#### [Goal a]
Which lines of the records contain the string "light"? Extract each of those lines.

#### [Provided text]
━━━━━━━━━━━━━━━━━━━━━━━━━━━━━━
Frederico, a young cook from Portugal decided to go to Sweden to look for a new job. He asked the employment services in Portugal for the document enabling him to receive his Portuguese unemployment benefits in Sweden for a period of three months and registered with the employment services in Sweden as soon as he arrived. However, he did not find a job within the three months for which the document was valid. He had to decide whether to return to Portugal in order not to lose his rights to unemployment benefits or stay in Sweden without any entitlement to unemployment benefits. He decided to attend a few additional job interviews in Sweden and returned to Portugal after five months. As a consequence, he lost his right to unemployment benefits in Portugal.

Action 1: The Commission will propose a revision of the social security coordination regulation[33] and look into extending the export of unemployment benefits for longer than the mandatory three months, to make it easier for citizens to look for a job in another EU country. The Commission urges Member States to make full use of the current rules in allowing jobseekers to receive their unemployment benefits for up to six months while looking for a job in another Member State[34].

Citizens wishing to improve their skills and competencies abroad

As underlined by the Commission in its employment package 'Towards a job rich recovery'[35] and its Agenda for new skills and jobs[36], investment in education and training systems is fundamental to raising productivity, competitiveness, economic growth and ultimately employment.
━━━━━━━━━━━━━━━━━━━━━━━━━━━━━━
#### [Material supplied]
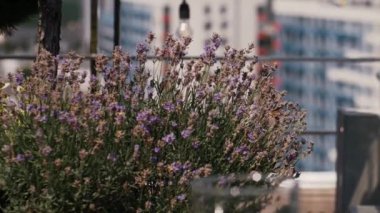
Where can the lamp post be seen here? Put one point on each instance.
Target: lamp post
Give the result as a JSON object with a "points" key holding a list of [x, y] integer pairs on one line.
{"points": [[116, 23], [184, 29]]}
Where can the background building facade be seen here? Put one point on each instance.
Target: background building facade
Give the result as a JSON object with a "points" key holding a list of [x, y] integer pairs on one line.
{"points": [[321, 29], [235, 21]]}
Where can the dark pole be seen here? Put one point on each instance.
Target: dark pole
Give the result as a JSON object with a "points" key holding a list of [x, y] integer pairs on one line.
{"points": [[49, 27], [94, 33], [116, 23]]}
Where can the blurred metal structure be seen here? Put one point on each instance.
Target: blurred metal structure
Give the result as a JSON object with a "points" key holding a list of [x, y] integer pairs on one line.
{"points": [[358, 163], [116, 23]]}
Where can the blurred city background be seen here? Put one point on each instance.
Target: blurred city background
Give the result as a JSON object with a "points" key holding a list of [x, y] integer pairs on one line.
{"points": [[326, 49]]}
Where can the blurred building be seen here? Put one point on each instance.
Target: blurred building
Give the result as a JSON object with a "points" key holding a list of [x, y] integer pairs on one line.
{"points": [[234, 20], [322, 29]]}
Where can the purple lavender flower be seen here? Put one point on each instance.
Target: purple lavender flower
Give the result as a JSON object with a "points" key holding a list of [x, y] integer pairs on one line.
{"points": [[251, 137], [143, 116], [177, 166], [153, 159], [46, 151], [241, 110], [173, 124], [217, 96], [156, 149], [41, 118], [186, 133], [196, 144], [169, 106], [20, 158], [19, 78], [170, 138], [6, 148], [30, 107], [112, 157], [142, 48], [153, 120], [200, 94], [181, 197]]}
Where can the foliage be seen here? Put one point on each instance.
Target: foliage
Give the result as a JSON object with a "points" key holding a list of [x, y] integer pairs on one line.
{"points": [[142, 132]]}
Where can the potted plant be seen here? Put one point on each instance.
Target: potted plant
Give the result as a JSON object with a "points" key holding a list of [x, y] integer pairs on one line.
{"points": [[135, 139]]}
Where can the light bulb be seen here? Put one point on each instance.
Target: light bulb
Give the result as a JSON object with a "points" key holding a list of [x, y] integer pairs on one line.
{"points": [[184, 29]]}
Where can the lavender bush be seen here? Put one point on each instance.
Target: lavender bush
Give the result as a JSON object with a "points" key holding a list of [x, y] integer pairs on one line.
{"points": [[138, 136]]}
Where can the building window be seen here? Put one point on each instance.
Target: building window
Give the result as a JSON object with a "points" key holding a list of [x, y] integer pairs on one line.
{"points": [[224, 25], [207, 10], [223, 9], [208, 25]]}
━━━━━━━━━━━━━━━━━━━━━━━━━━━━━━
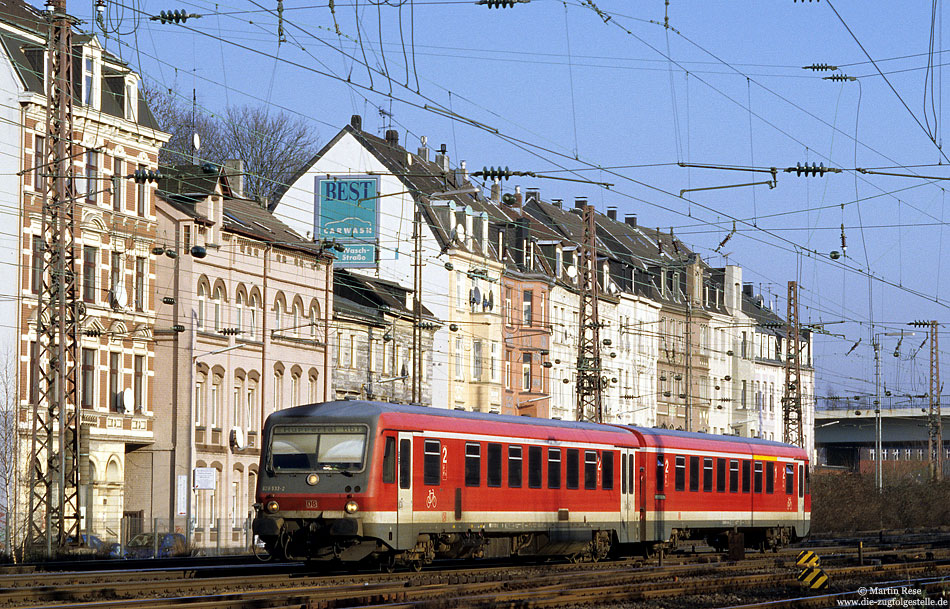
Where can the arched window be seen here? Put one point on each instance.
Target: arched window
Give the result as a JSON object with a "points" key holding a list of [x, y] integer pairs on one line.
━━━━━━━━━━━━━━━━━━━━━━━━━━━━━━
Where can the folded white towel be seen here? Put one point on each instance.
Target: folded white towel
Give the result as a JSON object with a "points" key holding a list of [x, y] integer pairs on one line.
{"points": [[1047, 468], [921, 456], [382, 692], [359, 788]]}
━━━━━━━━━━━━━━━━━━━━━━━━━━━━━━
#### [Goal b]
How would you render this sentence from the passage on unemployment benefits in Spanish: "However, he did not find a job within the three months for which the document was valid."

#### [Task answer a]
Where can the light bulb be seen here? Put one point on each instance.
Target: light bulb

#### [Task answer b]
Sin embargo, no encontró trabajo en los tres meses durante los cuales el documento era válido.